- **読む文章**:
"""

米Sun Microsystemsと米Microsoftの2社は,米国時間2004年4月2日,歴史的な和解を発表しました。和解内容の詳細については,こちらやこちらをご覧いただくとして,今回は,2社の和解の本音を探ってみたいと思います。
現在報道されている和解の関連記事を総合的に分析してみると,「最終的には,両社の今後の動きを見守る以外にない」,というのが結論のようです。この場合の「今後の動きを見守る」という表現ですが,具体的には,何を見守るのでしょうか。また,なぜ見守る必要があるのでしょうか。このあたりの事情を考えてみましょう。
本音を語る資料はどれか?
何を見守るのか? この疑問への自分なりの回答を探し出すためには,いくつかの公開資料を読まなければなりません。インターネット上には多数の資料が公開され,ほとんどの人は,いったいどの資料や記事を読めばよいのか悩んでしまうと思います。私たちには自由に使える時間が十分にあるわけではありません。さて,皆さんならどの情報を,どのような基準の下で選択しますか。
私たちのIT業界は(表面的であったとしても)技術革新を日々繰り返しています。例えば,あるソフトウエア・ベンダーが新技術を発表すると,そのベンダーは豊富なサンプル・コードを含むSDK(Software Development Kit)をインターネット上で公開します。私たちは(必要性を感じない場合でも,時には)多量のドキュメントとサンプル・コードに一通り目を通します。
筆者は,ドキュメントではなく,サンプル・コードに先に目を通す習慣を持っているのですが,目を通すサンプル・コードは時間をかけて練り上げられたものより,荒削りのほうがよい,と考えています。荒削りなコードには,そのコードを作成した担当開発者の意図がストレートに反映されているような安心感があります。
今回の歴史的な和解の目的をストレートに反映している資料はどのようなものでしょうか。それは,話し言葉(つまり,生の声)を載せた資料です。私たちは友人と会話する場合,「美しい言葉」を話そうなどとはそれほど考えないはずです。特に切羽詰って相談に乗ってもらうような場面では,「お金がない」「恋人に振られた」「失業した」などの素朴な単語を使用するのが普通です。こちらの資料は,Microsoft社CEOのSteve Ballmer氏と,Sun社会長兼CEOのScott McNealy氏の生の声を文書化したものです。文書内では,次のようなことが述べられています。

"""

- **抽出データ**:
"""

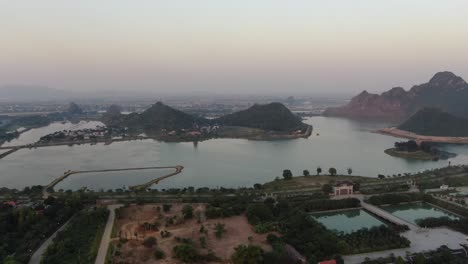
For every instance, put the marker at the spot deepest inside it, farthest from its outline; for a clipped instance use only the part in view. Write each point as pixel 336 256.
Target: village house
pixel 343 188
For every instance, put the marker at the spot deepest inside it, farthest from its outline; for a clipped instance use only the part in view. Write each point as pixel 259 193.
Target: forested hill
pixel 445 90
pixel 435 122
pixel 273 116
pixel 158 116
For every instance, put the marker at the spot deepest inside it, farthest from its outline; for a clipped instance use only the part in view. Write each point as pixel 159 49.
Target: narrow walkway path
pixel 178 169
pixel 36 257
pixel 388 216
pixel 106 236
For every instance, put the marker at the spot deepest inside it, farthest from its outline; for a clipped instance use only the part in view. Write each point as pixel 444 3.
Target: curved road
pixel 106 236
pixel 36 257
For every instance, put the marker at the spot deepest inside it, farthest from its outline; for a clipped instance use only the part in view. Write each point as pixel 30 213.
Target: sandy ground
pixel 406 134
pixel 238 231
pixel 421 240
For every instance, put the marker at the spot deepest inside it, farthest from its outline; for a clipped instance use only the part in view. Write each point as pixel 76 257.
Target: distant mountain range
pixel 272 117
pixel 445 91
pixel 30 93
pixel 435 122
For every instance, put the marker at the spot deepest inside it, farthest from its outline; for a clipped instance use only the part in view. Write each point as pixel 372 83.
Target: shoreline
pixel 395 132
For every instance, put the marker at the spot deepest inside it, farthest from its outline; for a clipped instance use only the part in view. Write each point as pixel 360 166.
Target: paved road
pixel 106 236
pixel 36 257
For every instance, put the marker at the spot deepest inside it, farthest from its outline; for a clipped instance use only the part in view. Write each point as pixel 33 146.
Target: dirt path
pixel 106 236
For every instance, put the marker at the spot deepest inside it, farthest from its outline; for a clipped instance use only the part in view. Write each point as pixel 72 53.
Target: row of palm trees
pixel 287 174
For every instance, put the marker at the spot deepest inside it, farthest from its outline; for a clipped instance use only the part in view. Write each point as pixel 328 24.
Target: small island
pixel 259 122
pixel 422 151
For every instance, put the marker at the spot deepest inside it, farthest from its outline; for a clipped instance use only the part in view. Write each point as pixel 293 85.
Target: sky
pixel 241 46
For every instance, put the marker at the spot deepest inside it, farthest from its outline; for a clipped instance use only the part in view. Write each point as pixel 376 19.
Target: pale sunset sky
pixel 242 46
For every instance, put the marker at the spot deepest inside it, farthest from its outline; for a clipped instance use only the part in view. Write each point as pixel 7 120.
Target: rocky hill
pixel 158 116
pixel 435 122
pixel 270 117
pixel 445 91
pixel 273 116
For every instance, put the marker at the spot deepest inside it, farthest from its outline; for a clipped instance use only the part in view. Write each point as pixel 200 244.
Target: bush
pixel 167 207
pixel 258 213
pixel 185 253
pixel 187 211
pixel 149 242
pixel 159 254
pixel 250 254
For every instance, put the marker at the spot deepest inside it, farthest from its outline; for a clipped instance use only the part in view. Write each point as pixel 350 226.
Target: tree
pixel 10 260
pixel 356 186
pixel 319 170
pixel 149 242
pixel 400 260
pixel 327 188
pixel 187 211
pixel 159 254
pixel 257 213
pixel 167 207
pixel 185 252
pixel 247 254
pixel 219 230
pixel 287 174
pixel 203 241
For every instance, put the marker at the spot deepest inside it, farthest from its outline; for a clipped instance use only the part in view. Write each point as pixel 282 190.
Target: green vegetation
pixel 273 116
pixel 418 155
pixel 287 174
pixel 247 254
pixel 326 204
pixel 158 116
pixel 220 230
pixel 188 254
pixel 187 211
pixel 374 239
pixel 423 151
pixel 79 242
pixel 435 122
pixel 396 198
pixel 149 242
pixel 22 230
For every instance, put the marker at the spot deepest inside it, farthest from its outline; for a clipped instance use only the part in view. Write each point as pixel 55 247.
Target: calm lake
pixel 347 221
pixel 414 211
pixel 336 142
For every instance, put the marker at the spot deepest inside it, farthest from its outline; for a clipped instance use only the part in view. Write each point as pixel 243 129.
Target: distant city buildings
pixel 343 188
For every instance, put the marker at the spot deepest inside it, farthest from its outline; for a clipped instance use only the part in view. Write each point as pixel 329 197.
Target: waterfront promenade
pixel 177 169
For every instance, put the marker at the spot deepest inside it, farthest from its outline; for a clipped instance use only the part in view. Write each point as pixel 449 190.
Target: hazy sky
pixel 285 46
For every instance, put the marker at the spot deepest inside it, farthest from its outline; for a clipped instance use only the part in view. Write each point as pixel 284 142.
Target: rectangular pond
pixel 414 211
pixel 347 221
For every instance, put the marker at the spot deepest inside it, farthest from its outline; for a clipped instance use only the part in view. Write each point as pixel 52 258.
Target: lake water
pixel 341 143
pixel 347 221
pixel 414 211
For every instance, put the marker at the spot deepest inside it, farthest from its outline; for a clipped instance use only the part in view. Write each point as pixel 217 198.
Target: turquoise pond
pixel 414 211
pixel 347 221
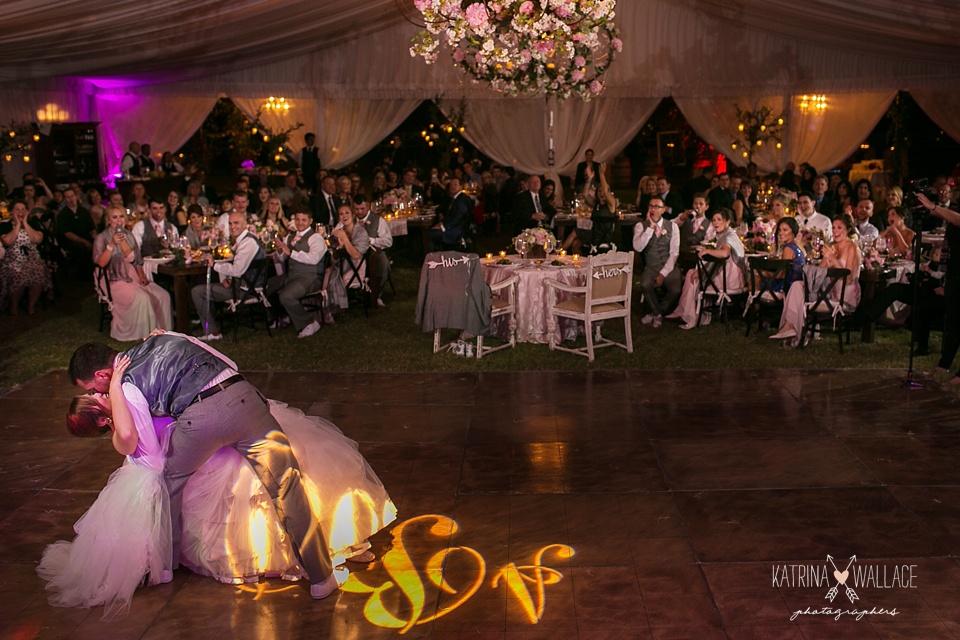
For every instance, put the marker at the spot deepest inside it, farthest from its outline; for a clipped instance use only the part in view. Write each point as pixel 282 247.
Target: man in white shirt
pixel 381 239
pixel 658 240
pixel 808 218
pixel 303 252
pixel 861 215
pixel 246 248
pixel 151 231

"""

- **課題一覧**:
1) SunとMicrosoftの和解についての文章から、「現在報道されている和解の関連」で始まって「いるような安心感があります。」までの部分を書き写してください。
2) 抽出データの行のうち、「pixel 200 244.」を含む行から「pixel 250 254」を含む行までを、両端の行も入れて、「番号」と「内容」の2列のMarkdown表にしてください。空の行は入れないでください。
文章と抽出データの行は、それぞれ別のものでお互いに関係はありません。

- **課題ごとの回答**:
1)
現在報道されている和解の関連記事を総合的に分析してみると,「最終的には,両社の今後の動きを見守る以外にない」,というのが結論のようです。この場合の「今後の動きを見守る」という表現ですが,具体的には,何を見守るのでしょうか。また,なぜ見守る必要があるのでしょうか。このあたりの事情を考えてみましょう。
本音を語る資料はどれか?
何を見守るのか? この疑問への自分なりの回答を探し出すためには,いくつかの公開資料を読まなければなりません。インターネット上には多数の資料が公開され,ほとんどの人は,いったいどの資料や記事を読めばよいのか悩んでしまうと思います。私たちには自由に使える時間が十分にあるわけではありません。さて,皆さんならどの情報を,どのような基準の下で選択しますか。
私たちのIT業界は(表面的であったとしても)技術革新を日々繰り返しています。例えば,あるソフトウエア・ベンダーが新技術を発表すると,そのベンダーは豊富なサンプル・コードを含むSDK(Software Development Kit)をインターネット上で公開します。私たちは(必要性を感じない場合でも,時には)多量のドキュメントとサンプル・コードに一通り目を通します。
筆者は,ドキュメントではなく,サンプル・コードに先に目を通す習慣を持っているのですが,目を通すサンプル・コードは時間をかけて練り上げられたものより,荒削りのほうがよい,と考えています。荒削りなコードには,そのコードを作成した担当開発者の意図がストレートに反映されているような安心感があります。

2)
| 番号 | 内容 |
|---|---|
| 1 | For every instance, put the marker at the spot deepest inside it, farthest from its outline; for a clipped instance use only the part in view. Write each point as pixel 200 244. |
| 2 | Target: bush |
| 3 | pixel 167 207 |
| 4 | pixel 258 213 |
| 5 | pixel 185 253 |
| 6 | pixel 187 211 |
| 7 | pixel 149 242 |
| 8 | pixel 159 254 |
| 9 | pixel 250 254 |